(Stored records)
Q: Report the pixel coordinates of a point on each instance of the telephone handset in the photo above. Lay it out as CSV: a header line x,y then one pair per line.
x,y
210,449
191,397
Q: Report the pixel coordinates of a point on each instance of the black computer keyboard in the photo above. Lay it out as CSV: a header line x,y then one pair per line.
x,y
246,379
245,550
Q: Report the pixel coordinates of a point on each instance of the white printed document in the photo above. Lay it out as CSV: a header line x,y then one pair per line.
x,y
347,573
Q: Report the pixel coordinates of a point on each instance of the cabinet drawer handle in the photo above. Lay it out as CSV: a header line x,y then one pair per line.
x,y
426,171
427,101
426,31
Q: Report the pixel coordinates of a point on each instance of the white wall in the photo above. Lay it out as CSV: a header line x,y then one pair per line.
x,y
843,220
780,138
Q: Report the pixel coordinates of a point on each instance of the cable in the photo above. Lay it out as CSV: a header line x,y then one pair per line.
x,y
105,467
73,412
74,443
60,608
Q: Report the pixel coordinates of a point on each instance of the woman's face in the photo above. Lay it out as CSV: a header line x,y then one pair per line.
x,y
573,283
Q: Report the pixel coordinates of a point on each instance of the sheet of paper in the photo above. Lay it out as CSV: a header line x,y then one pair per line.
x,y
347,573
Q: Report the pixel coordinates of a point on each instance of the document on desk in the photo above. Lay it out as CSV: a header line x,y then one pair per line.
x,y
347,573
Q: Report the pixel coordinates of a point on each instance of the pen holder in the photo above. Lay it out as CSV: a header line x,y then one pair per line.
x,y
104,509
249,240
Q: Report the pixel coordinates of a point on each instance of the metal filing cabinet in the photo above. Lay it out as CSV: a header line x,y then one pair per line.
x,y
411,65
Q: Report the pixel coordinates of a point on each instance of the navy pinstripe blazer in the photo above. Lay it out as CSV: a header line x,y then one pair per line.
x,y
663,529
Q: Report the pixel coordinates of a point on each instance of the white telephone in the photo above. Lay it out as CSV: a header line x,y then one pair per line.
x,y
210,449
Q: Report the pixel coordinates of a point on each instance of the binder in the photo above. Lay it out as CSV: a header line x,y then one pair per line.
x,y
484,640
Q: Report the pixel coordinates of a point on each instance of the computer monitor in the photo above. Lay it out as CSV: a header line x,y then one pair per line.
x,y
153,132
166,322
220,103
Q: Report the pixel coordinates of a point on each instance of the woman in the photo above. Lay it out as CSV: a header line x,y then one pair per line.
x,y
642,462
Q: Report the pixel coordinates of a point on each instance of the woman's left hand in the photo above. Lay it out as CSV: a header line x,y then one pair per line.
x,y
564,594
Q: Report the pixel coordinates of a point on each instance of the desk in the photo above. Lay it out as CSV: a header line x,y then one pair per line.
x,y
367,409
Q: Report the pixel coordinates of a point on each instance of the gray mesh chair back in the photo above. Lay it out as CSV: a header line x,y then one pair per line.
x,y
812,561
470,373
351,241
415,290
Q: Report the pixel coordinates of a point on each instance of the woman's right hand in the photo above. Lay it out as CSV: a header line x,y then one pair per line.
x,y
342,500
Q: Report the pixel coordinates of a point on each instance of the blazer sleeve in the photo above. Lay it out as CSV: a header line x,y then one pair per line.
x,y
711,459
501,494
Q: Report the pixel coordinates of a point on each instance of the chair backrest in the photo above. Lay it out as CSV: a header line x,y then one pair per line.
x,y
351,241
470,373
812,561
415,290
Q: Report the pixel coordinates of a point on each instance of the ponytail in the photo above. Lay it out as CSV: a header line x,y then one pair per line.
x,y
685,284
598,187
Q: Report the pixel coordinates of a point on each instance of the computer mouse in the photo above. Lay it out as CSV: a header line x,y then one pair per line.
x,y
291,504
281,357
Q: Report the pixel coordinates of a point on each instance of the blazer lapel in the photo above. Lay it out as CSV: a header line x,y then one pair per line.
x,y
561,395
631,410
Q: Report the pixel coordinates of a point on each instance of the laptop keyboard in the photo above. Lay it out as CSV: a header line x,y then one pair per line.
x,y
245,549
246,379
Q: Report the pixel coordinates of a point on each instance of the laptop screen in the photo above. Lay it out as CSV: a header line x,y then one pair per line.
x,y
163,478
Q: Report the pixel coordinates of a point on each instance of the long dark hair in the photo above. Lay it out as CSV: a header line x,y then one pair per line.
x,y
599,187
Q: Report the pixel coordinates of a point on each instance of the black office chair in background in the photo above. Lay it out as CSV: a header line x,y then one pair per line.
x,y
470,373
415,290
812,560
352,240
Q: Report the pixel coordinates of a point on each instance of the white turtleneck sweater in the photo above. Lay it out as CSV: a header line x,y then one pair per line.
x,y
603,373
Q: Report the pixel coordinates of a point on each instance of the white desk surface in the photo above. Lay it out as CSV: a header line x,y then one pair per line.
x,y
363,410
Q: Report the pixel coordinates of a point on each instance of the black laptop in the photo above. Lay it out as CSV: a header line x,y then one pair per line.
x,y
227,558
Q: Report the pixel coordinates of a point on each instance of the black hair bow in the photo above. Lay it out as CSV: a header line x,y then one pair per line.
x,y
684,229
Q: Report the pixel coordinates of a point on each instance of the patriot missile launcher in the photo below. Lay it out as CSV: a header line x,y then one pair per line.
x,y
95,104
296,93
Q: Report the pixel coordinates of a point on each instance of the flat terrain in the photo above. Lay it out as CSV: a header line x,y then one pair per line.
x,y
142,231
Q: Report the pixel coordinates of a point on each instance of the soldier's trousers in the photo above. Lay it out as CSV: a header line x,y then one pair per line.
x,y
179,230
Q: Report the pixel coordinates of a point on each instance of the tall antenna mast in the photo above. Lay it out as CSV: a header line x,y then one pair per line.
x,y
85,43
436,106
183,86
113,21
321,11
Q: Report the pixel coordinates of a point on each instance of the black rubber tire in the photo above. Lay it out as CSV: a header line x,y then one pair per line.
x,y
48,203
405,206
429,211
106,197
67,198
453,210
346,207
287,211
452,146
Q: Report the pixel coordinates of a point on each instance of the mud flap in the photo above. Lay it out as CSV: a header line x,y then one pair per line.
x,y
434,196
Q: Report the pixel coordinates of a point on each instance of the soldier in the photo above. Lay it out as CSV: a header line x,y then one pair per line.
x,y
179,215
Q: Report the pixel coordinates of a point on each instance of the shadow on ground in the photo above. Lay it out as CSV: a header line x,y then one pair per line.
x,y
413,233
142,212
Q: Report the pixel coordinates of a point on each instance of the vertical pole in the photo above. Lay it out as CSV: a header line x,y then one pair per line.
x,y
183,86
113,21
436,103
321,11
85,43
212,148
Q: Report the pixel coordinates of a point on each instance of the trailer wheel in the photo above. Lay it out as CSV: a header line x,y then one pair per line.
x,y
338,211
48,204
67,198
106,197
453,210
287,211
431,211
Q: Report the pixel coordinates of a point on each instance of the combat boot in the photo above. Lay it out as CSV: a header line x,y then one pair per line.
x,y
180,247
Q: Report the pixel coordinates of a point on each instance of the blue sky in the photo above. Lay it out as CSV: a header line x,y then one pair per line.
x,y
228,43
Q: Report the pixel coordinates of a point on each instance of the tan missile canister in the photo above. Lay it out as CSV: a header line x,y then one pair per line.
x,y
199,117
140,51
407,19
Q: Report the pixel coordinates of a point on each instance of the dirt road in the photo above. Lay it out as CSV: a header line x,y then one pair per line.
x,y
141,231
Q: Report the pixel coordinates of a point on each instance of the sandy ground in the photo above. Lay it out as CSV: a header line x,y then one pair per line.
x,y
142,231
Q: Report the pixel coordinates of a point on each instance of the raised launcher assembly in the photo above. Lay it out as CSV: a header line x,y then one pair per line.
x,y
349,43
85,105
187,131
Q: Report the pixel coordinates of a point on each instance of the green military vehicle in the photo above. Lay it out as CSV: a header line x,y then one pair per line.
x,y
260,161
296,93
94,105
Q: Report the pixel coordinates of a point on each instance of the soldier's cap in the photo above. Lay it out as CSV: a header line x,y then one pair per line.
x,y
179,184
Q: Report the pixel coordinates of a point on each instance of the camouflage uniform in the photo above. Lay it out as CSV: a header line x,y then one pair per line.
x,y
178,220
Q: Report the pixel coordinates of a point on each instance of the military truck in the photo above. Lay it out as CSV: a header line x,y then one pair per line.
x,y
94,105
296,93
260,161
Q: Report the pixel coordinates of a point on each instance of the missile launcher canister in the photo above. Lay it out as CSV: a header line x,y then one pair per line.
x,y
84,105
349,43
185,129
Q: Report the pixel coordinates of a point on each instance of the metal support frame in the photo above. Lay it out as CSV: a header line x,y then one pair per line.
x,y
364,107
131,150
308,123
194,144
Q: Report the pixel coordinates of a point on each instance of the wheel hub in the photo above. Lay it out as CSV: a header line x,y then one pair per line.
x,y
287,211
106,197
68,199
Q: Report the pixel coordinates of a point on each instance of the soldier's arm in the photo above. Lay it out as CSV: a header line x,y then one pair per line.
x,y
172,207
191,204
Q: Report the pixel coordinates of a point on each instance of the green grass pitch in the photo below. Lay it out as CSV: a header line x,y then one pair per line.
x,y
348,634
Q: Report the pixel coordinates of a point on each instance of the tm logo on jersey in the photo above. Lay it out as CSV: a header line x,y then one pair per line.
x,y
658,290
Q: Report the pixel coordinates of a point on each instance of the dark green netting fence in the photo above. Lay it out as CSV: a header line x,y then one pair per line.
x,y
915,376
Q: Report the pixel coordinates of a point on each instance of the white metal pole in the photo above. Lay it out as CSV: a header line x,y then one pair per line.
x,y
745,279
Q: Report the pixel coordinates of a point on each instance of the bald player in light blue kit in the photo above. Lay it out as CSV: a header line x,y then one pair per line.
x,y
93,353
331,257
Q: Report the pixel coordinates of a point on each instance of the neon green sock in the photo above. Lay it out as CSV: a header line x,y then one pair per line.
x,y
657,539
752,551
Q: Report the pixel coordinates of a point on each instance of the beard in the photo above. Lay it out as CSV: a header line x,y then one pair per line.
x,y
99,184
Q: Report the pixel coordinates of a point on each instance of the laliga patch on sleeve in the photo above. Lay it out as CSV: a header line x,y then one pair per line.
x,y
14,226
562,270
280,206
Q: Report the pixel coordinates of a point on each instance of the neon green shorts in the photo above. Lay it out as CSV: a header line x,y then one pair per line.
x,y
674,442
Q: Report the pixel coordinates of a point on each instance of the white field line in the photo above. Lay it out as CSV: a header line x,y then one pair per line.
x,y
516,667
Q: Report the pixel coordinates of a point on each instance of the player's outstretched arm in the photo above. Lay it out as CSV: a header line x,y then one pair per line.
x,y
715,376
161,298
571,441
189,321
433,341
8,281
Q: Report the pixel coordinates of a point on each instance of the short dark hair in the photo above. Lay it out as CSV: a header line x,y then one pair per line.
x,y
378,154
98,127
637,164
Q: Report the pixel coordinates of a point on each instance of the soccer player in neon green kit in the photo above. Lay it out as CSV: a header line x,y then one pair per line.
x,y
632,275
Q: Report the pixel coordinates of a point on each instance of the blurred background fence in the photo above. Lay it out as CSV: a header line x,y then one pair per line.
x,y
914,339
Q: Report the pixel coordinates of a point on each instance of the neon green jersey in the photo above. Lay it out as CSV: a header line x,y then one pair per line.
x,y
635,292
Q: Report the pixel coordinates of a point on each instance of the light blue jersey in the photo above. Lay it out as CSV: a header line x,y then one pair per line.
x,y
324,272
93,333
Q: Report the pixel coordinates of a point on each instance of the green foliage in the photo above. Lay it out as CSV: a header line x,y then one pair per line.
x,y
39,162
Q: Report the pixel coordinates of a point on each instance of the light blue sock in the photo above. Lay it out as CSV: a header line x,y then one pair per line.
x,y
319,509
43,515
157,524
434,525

| What to produce |
Repeat, character for character, the lines from the one that holds "of the short" to the final line of the material, inclusive, and no other lines.

| Completed task |
Q: Report the pixel coordinates of a point on each instance of the short dark hair in the photo above. Lay it out as CSV: a header line x,y then one pair per line.
x,y
378,154
98,127
637,164
Q: Report the pixel coordinates of a point on each instance of the soccer player in neon green kit in the photo above. Lay it out as CSV: a header line x,y then one pair per line.
x,y
632,275
Q: Report the pixel coordinates of a point on each instance of the blurred background fence in the photo above. Lay it out as CSV: a header line x,y then one pair per line.
x,y
914,339
Q: Report the pixel coordinates of a point on each instance of the neon green jersey in the photo above. Lay it out as CSV: a header line x,y then one pair per line.
x,y
635,292
Q: Report the pixel coordinates of a point on each instance of the light blue jersey in the photo above. Lay it out as CSV: a header line x,y then one pair per line.
x,y
324,272
93,333
Q: Report the pixel coordinates of a point on each instance of the green foliage in the photo above. Lay it out as CSV: a header line x,y then one pair per line.
x,y
39,162
Q: Report the pixel coordinates of a point on each instance of the light blue sock in the photo above. Lay it out as CSV: a header line x,y then one pair per line.
x,y
319,509
43,515
157,524
434,525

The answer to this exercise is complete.